*Available records*
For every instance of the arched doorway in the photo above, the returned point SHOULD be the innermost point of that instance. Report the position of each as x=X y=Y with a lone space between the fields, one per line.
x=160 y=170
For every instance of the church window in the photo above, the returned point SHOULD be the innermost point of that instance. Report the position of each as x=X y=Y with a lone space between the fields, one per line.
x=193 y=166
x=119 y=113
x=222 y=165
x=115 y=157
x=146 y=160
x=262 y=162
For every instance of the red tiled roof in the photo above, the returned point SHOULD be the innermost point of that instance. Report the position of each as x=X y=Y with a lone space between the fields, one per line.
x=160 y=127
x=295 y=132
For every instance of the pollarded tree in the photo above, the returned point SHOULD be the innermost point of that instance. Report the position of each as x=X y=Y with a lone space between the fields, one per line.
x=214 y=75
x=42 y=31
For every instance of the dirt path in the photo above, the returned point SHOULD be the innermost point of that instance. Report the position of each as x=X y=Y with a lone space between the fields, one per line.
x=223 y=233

*What to work on*
Starting at the line that contains "For every instance of the dirt", copy every line down to the last line of the records above, exactly as written.

*Worked solution*
For every instance of the dirt path in the photo above, the returned point SHOULD be the innermost point of that instance. Report the position of each as x=X y=Y with a lone space between the fields, one per line.
x=223 y=233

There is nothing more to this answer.